▶ **EXERCISE INSTRUCTIONS**:
Reproduce all of the data below, requests included, and shift each coordinate in the answers by adding -66 to it, leaving the sample coordinates inside the requests unchanged. Omit the pictures from your answer.

▶ **DATA**:
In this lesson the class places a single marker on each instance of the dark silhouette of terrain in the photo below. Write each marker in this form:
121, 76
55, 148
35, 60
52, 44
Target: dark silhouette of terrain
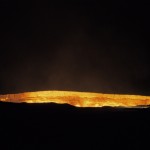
53, 126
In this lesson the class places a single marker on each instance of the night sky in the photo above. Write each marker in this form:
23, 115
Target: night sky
80, 45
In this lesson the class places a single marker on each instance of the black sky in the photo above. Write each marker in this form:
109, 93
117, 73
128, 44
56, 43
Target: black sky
82, 45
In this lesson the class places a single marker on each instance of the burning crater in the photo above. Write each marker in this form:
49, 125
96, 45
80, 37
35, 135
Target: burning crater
78, 99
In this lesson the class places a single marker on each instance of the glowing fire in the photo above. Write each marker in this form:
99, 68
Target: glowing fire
79, 99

▶ **EXPECTED OUTPUT**:
In this lesson the class places a single marker on each instance of the dark silhouette of terrain in the photo below. Write each marker in this form:
121, 76
55, 148
35, 60
52, 44
Target: dark silhouette of terrain
-13, 60
In this lesson the class places a single marker on each instance of the night sky in the photo above. Write each marker in this form:
23, 115
Target: night sky
14, -21
In this lesson the class places a single marker on each instance of the black sky in the photo above. Write each marker in this form:
109, 93
117, 73
128, 44
56, 43
Target: black sky
16, -21
In this lesson the class places a single marker on each instance of the burning crater in the photo above. Write each marker in this form:
49, 125
96, 45
80, 37
35, 135
Target: burning crater
12, 33
In this lesson the class places a single marker on each instance of the glowing fire in the photo above. Write each marker in this form:
99, 68
Target: glowing fire
13, 33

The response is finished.